■ **KUTIPAN TEKS**
↓

Akan tetapi UUHC tidak mengatur begitu rinci. dalam UUHC hanya disebutkan bahwa negara memegang folklor dan hasil kebudayaan rakyat, dan untuk lebih lanjut akan diatur dalam PP (lihat pasal 10 UUHC). Selain itu, permasalahan mentalitas masyarakat Indonesia yang lebih suka mengekor pada kebudayaan asing daripada kebudayaan  bangsa sendiri.

 

Berangkat dari permasalahan yang ada tersebut, maka setidaknya ada beberapa hal yang bisa dilakukan, di antaranya membuat database yang berisi tentang segala jenis kebudayaan yang berasal dari Indonesia disertai dengan daerah asalnya. Kegiatan ini tentunya harus didahului dengan identifikasi atas kebudayaan-kebudayaan yang dimiliki bangsa Indonesia. Setelah berhasil didentifikasi tanpa ada yang terlewat maka database  ini akan menjadi sangat bermanfaat, selain untuk mempermudah dalam mencari dan melihat kebudayaan yang kita miliki, database juga bermanfaat sebagai alat bukti ketika ada klaim sebagaimana yang terjadi baru-baru ini. Database sudah seharusnya dibuat oleh Departemen Kebudayaan dan Pariwisata yang dalam hal ini adalah pihak yang paling berwenang.

↑

■ **SOAL LATIHAN**
1) Tuliskan ulang tanpa perubahan bagian kutipan teks yang diawali kata-kata "Berangkat dari permasalahan" dan diakhiri "yang paling berwenang.".
2) Menurut kutipan teks, pihak mana yang sudah seharusnya membuat database kebudayaan Indonesia?

■ **DATA HASIL EKSTRAKSI**
↓

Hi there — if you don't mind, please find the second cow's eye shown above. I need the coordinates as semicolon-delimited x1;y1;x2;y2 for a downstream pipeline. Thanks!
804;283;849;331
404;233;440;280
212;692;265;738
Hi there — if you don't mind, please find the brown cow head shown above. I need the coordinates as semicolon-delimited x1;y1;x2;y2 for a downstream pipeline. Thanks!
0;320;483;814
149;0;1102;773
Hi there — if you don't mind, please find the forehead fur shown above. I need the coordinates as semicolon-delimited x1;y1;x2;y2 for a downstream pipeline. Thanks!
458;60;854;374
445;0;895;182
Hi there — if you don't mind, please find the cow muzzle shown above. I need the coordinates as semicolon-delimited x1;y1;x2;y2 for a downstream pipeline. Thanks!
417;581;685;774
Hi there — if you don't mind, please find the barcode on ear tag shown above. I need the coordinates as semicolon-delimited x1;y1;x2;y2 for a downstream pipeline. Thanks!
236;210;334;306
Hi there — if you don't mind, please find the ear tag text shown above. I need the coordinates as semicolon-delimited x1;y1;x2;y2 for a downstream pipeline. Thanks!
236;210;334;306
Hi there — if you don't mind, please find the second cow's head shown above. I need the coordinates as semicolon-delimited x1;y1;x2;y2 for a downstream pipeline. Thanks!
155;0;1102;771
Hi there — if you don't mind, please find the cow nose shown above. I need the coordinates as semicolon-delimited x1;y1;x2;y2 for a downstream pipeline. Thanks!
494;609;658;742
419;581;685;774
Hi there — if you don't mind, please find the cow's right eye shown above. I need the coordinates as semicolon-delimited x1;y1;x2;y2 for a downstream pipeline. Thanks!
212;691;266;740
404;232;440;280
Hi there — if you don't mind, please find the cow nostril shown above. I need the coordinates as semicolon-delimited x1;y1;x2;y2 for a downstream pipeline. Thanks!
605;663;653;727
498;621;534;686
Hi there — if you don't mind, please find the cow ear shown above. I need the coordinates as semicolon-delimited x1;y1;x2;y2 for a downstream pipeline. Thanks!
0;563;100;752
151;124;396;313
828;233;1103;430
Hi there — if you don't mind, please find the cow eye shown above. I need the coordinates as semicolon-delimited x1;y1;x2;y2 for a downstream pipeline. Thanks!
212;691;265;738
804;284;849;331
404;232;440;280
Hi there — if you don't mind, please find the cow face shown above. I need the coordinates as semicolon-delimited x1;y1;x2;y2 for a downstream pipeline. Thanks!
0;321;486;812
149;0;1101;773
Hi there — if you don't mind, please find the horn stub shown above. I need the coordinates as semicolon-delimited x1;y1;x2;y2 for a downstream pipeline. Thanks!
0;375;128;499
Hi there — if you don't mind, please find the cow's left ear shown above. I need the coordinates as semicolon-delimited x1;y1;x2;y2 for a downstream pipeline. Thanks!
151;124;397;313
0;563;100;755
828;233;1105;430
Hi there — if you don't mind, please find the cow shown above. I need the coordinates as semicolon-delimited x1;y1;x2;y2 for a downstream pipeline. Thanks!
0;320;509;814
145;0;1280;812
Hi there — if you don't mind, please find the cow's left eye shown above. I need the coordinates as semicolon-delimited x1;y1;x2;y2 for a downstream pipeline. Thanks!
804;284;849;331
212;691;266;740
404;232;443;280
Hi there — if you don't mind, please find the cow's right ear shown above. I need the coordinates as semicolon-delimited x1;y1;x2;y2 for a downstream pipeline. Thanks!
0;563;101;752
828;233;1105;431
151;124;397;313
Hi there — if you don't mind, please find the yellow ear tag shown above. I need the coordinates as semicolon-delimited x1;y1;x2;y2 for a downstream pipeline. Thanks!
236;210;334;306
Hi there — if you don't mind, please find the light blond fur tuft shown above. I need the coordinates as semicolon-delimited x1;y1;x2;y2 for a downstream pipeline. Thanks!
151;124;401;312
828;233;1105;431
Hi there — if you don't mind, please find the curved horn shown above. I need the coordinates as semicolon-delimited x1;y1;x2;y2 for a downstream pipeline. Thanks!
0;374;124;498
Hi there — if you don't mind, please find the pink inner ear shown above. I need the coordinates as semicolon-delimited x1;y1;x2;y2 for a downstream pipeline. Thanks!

↑

■ **KUNCI JAWABAN**
1)
Berangkat dari permasalahan yang ada tersebut, maka setidaknya ada beberapa hal yang bisa dilakukan, di antaranya membuat database yang berisi tentang segala jenis kebudayaan yang berasal dari Indonesia disertai dengan daerah asalnya. Kegiatan ini tentunya harus didahului dengan identifikasi atas kebudayaan-kebudayaan yang dimiliki bangsa Indonesia. Setelah berhasil didentifikasi tanpa ada yang terlewat maka database  ini akan menjadi sangat bermanfaat, selain untuk mempermudah dalam mencari dan melihat kebudayaan yang kita miliki, database juga bermanfaat sebagai alat bukti ketika ada klaim sebagaimana yang terjadi baru-baru ini. Database sudah seharusnya dibuat oleh Departemen Kebudayaan dan Pariwisata yang dalam hal ini adalah pihak yang paling berwenang.

2) Departemen Kebudayaan dan Pariwisata.